=== SET OF TASKS ===
A – In the passage on records and legal compliance:
(i) To whom should questions about records retention be directed?
(ii) To whom should questions about compliance be addressed?
(iii) Which two practices in restraint of trade are named as examples of what antitrust laws prohibit?
B – In the passage on records and legal compliance, what levels of law must officers, directors and employees follow in conducting the business?

The Company’s records must be retained according to applicable laws and policies relating to the retention of records. Any records that are potentially relevant to a breach of law, litigation or any pending, threatened or foreseeable, investigation or proceeding must not be destroyed. Any questions regarding records retention should be directed to the Company’s Corporate Secretary.

  1. Obey the Law:

Officers, directors and employees must conduct our business in accordance with all applicable city, state, federal and international laws and regulations, both in letter and in spirit. Compliance with the law does not comprise our entire ethical responsibility. Rather, it is a minimum, absolutely essential condition for performance of our duties. Any question regarding compliance should be addressed to the Chief Financial Officer.

Officers, directors and employees must strictly adhere to all antitrust laws. These laws prohibit practices in restraint of trade such as price fixing and boycotting suppliers or customers. They also bar pricing intended to run a competitor out of business; disparaging, misrepresenting or harassing a competitor; stealing trade secrets; bribery; and kickbacks.

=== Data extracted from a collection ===
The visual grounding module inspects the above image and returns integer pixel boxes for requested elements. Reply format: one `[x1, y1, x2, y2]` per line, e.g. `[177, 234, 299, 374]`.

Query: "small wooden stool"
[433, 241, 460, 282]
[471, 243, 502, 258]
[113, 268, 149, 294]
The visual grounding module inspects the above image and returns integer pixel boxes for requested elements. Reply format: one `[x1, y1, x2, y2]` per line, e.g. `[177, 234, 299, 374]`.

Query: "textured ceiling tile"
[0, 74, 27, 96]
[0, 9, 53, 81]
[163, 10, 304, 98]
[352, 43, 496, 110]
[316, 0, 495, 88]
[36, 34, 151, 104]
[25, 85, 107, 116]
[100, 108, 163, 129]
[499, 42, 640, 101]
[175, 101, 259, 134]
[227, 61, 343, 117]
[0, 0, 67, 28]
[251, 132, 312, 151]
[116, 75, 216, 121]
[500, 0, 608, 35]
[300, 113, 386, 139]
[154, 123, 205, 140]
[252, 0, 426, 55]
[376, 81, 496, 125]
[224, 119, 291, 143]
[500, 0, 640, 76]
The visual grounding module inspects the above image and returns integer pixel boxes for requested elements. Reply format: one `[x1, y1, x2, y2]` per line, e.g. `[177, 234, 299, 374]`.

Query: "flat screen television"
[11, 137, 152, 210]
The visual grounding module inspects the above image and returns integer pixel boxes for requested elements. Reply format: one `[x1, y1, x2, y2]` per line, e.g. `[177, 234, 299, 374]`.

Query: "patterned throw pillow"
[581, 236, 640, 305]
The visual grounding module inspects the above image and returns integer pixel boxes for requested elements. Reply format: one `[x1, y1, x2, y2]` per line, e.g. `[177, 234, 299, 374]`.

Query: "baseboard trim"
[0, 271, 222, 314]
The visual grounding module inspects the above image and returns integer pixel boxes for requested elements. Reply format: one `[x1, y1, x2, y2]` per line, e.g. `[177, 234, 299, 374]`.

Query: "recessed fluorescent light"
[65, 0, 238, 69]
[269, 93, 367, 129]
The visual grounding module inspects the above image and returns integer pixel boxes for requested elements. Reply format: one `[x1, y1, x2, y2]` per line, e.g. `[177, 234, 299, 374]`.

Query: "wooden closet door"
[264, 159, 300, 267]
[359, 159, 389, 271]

=== SOLVED TASKS ===
A –
(i) The Company's Corporate Secretary
(ii) The Chief Financial Officer
(iii) Price fixing, and boycotting suppliers or customers

B – City, state, federal and international